Texte fourni ::
***

La tarification basée sur une stratégie de coûts majorés, ou coûts majorés, consiste à établir ses prix en fonction du coût de production et du niveau de marge souhaité. Cette méthode permet aux entreprises de sécuriser leurs marges, tout en étant facile à calculer sur un grand nombre de produits. D'après Chris Guilding et coll., cette méthode est largement utilisée, pour certains produits, par les distributeurs, qui la considèrent comme un volet important de leur stratégie globale de tarification. La tarification coûts majorés représente en effet une part importante de l'histoire de la tarification, même si elle semble être de moins en moins utilisée. En comparant plusieurs études en 1992, Ward Hanson a démontré que 80 % des entreprises du Royaume-Uni utilisaient cette technique avant la seconde guerre mondiale, 70 % en 1970 et 59 % à la fin des années 80. Cette baisse s'explique surement par les inconvénients importants de cette méthode, notamment le fait que les prix des concurrents sont ignorés et que les coûts de production ont tendance à dépasser régulièrement les prévisions.

Principe général

La tarification coûts majorés sécurise les bénéfices en fixant la marge bénéficiaire. Pour atteindre un objectif donné de marge, l'entreprise détermine ses prix via une simple multiplication des coûts de production estimés (frais variables et fixes) par la marge souhaitée pour un niveau de vente prévu.

Tarification à prix majoré illustrée par les coûts et la majoration.

F représente les frais fixe, V les frais variables par unité, M la marge bénéficiaire visée et S le nombre de ventes estimé, le prix est déterminé comme suit : price = (1+M)(F+VxS)/S

« Une entreprise a des frais fixes de 900 € et variables de 1 € par unité. Elle estime qu'elle va vendre 100 unités. Le coût total de revient donc est de 900 + 100 = 1000 €, soit 10 € par unité. Elle vise une marge de 30 %. Ainsi, le prix sera 1,3 x 10 = 13 € par unité et le bénéfice 3 x 100 = 300 €. »

Dans le secteur de la distribution, il peut être difficile d'estimer les ventes futures (et donc également les frais variables et bénéfices futurs). Par conséquent, il existe une version « simplifiée » de la tarification coûts majorés qui permet de calculer les prix avec moins d'informations que dans la formule standard. En ne prenant en compte que les frais variables, il est possible de déterminer un prix avec la formule suivante :price = (1+M)V. Le problème majeur de cette approche est que la marge bénéficiaire sera diminuée par les frais fixes a posteriori. Dans le secteur de la distribution par exemple, les frais fixes sont souvent négligeables mais, dans ce cas, le nombre de ventes peut avoir une influence sur les coûts, si les distributeurs doivent atteindre un certain nombre d'unités vendues pour obtenir des réductions par exemple. « Une entreprise a des frais fixes de 200 € et de 10 € par unité. Le prix de son produit est donc de 13 € avec une marge de 30 %. Si elle vend 100 unités, les bénéfices sont 3 x 100 – 200 = 100 €. »

La tarification coûts majorés implique l'utilisation de la même marge sur un grand nombre de produits. Au fond, tous les types de tarification pourraient être définis comme coûts majorés en un sens mais, si la marge est différente pour chaque produit, alors tous les avantages de cette méthode sont perdus. Ainsi, la tarification coûts majorés concerne quelques M pour un grand nombre de produits.

***

Données étudiées ::
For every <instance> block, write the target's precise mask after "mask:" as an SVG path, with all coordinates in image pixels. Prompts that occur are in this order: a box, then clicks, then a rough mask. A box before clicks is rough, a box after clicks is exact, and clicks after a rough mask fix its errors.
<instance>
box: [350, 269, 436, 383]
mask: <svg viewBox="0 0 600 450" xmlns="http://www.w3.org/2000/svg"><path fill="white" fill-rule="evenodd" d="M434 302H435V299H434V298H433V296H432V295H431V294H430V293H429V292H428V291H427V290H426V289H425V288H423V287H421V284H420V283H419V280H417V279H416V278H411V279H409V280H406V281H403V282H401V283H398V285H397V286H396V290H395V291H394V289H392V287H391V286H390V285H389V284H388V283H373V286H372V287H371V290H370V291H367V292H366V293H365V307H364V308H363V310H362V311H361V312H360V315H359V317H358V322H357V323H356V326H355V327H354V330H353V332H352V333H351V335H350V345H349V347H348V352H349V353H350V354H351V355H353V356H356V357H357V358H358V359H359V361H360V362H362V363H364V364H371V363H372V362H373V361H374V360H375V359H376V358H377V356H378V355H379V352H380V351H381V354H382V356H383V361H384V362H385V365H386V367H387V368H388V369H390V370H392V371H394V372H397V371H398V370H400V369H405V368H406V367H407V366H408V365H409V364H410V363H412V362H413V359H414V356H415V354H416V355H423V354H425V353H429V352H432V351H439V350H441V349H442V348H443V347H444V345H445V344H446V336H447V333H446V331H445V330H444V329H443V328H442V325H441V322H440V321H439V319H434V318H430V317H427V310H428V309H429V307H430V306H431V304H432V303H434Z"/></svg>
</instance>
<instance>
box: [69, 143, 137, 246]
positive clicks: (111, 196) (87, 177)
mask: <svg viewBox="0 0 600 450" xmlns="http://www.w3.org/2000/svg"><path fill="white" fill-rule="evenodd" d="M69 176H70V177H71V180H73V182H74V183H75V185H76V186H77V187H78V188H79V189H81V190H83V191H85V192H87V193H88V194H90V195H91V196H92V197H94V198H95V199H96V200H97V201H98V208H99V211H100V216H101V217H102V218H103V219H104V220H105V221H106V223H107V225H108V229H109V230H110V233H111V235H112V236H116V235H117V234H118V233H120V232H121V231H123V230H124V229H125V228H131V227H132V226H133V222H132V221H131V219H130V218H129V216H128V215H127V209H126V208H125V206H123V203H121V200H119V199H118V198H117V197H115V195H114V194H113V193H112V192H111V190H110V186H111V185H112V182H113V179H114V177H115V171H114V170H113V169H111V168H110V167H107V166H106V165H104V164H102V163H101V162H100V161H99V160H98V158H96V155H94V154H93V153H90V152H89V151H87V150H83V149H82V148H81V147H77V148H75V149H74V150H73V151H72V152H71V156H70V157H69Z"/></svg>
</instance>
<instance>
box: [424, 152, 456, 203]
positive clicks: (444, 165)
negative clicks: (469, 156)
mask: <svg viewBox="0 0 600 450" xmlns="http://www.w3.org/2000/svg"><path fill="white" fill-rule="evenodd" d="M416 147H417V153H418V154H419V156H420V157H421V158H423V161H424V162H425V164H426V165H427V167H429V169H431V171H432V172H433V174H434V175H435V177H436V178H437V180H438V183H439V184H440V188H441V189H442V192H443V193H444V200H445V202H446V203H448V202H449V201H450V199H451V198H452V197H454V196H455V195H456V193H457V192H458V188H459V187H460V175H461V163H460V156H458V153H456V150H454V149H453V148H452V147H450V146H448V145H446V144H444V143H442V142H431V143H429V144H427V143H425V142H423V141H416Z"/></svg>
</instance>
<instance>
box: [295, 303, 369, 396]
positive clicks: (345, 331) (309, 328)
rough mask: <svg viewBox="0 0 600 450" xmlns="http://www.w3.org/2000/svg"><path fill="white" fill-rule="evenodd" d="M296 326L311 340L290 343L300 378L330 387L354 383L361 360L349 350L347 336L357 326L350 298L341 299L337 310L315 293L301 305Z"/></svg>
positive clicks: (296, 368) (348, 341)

***

Consignes ::
a) Dans le texte sur la tarification coûts majorés, recopiez le passage qui commence par « Principe général » et se termine par « et la majoration. », en substituant « garantit » à « sécurise ».
b) D'après le texte sur la tarification coûts majorés, quelle part des entreprises du Royaume-Uni recouraient à cette technique en 1970 ?
Les entrées proviennent d'une autre source.

Réponses par numéro ::
a)
Principe général

La tarification coûts majorés garantit les bénéfices en fixant la marge bénéficiaire. Pour atteindre un objectif donné de marge, l'entreprise détermine ses prix via une simple multiplication des coûts de production estimés (frais variables et fixes) par la marge souhaitée pour un niveau de vente prévu.

Tarification à prix majoré illustrée par les coûts et la majoration.

b) 70 % des entreprises du Royaume-Uni la pratiquaient en 1970.